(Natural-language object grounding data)
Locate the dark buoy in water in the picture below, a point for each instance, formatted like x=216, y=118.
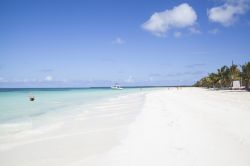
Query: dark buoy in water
x=32, y=98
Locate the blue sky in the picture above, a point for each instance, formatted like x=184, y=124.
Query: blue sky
x=63, y=43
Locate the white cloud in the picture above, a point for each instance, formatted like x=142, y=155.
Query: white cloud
x=193, y=30
x=118, y=40
x=177, y=34
x=2, y=80
x=228, y=13
x=181, y=16
x=48, y=78
x=214, y=31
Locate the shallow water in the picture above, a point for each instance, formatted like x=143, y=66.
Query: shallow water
x=51, y=106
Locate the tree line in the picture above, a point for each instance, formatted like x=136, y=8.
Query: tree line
x=224, y=77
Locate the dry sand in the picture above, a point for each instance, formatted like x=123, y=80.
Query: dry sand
x=190, y=127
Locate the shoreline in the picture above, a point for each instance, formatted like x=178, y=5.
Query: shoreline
x=189, y=126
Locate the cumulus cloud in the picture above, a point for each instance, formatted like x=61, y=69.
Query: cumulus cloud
x=214, y=31
x=118, y=40
x=194, y=30
x=177, y=34
x=228, y=13
x=181, y=16
x=48, y=78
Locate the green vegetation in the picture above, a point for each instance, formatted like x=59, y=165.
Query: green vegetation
x=224, y=77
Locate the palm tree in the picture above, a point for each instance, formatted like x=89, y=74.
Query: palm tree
x=245, y=74
x=234, y=73
x=214, y=79
x=224, y=76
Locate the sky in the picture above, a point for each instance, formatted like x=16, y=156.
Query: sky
x=85, y=43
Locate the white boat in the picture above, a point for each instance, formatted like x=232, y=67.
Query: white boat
x=116, y=87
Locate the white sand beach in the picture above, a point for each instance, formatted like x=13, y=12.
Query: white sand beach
x=190, y=127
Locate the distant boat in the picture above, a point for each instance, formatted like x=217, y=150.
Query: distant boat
x=116, y=87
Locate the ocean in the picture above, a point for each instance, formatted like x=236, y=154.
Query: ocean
x=51, y=106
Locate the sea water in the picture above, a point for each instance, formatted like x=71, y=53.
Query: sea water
x=18, y=113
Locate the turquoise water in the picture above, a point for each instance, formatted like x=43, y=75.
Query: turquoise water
x=15, y=104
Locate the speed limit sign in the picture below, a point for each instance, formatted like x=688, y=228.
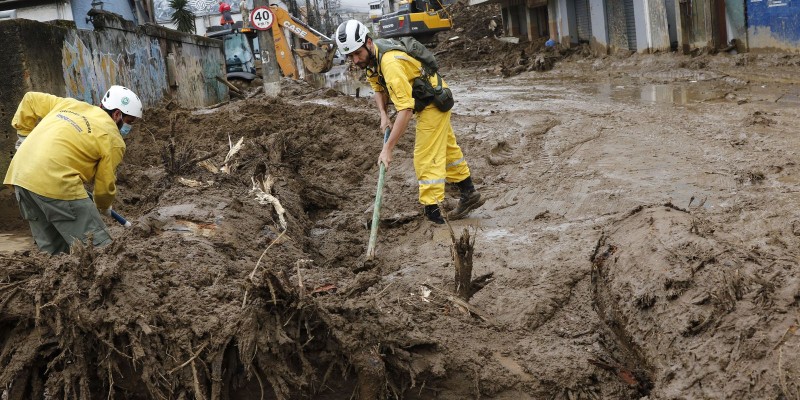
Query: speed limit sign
x=261, y=18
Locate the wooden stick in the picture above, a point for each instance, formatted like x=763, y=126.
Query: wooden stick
x=473, y=310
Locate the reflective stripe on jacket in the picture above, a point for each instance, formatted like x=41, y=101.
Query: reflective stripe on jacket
x=68, y=143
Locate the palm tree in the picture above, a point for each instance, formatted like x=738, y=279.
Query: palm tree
x=182, y=16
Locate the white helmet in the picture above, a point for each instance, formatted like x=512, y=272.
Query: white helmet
x=350, y=36
x=124, y=99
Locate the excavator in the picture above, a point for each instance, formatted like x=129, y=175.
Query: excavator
x=316, y=50
x=319, y=52
x=418, y=18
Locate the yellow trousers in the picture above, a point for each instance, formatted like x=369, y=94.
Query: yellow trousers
x=437, y=157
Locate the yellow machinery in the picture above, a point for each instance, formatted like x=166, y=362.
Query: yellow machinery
x=319, y=59
x=417, y=18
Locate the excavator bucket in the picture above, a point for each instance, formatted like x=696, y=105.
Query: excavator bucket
x=317, y=60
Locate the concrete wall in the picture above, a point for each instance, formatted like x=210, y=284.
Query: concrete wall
x=672, y=20
x=736, y=23
x=47, y=12
x=566, y=26
x=773, y=25
x=617, y=28
x=597, y=12
x=652, y=28
x=57, y=58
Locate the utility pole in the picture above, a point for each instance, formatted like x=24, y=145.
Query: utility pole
x=269, y=63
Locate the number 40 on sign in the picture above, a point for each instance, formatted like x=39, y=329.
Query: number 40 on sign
x=261, y=18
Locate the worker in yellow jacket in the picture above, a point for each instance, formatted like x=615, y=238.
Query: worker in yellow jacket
x=63, y=144
x=437, y=156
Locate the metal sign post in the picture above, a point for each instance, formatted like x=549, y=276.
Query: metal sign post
x=262, y=19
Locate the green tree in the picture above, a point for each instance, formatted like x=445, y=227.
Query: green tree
x=183, y=16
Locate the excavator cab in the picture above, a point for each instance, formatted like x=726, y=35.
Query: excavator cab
x=238, y=50
x=418, y=18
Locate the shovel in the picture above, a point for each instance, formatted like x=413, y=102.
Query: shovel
x=376, y=209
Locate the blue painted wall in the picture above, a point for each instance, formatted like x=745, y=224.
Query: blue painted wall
x=773, y=24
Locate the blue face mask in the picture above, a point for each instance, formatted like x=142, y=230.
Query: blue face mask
x=125, y=130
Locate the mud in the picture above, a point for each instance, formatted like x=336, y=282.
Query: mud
x=641, y=226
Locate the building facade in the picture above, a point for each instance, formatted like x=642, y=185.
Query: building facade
x=646, y=26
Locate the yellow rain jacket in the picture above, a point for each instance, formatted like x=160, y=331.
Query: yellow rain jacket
x=68, y=143
x=437, y=156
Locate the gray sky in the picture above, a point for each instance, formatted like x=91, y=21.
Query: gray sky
x=357, y=5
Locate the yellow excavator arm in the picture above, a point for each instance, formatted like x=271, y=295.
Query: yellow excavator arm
x=317, y=60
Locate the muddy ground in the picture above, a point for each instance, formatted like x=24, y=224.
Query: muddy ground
x=641, y=226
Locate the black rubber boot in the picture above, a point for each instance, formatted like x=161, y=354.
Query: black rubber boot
x=470, y=200
x=434, y=214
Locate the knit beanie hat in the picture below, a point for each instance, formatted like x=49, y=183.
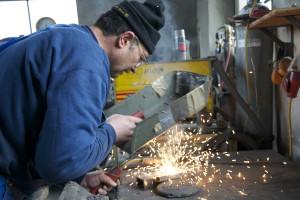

## What needs to be done
Collect every line with the string "below" from the records, and copy each.

## Result of the exercise
Locate the dark buoy in water in the picture below, a point for each instance, formatted like x=216, y=118.
Locate the speed limit sign in the picture below, a point for each instance, formatted like x=688, y=228.
Locate the knit beanie hat in the picture below, a point for each instance, formatted like x=49, y=183.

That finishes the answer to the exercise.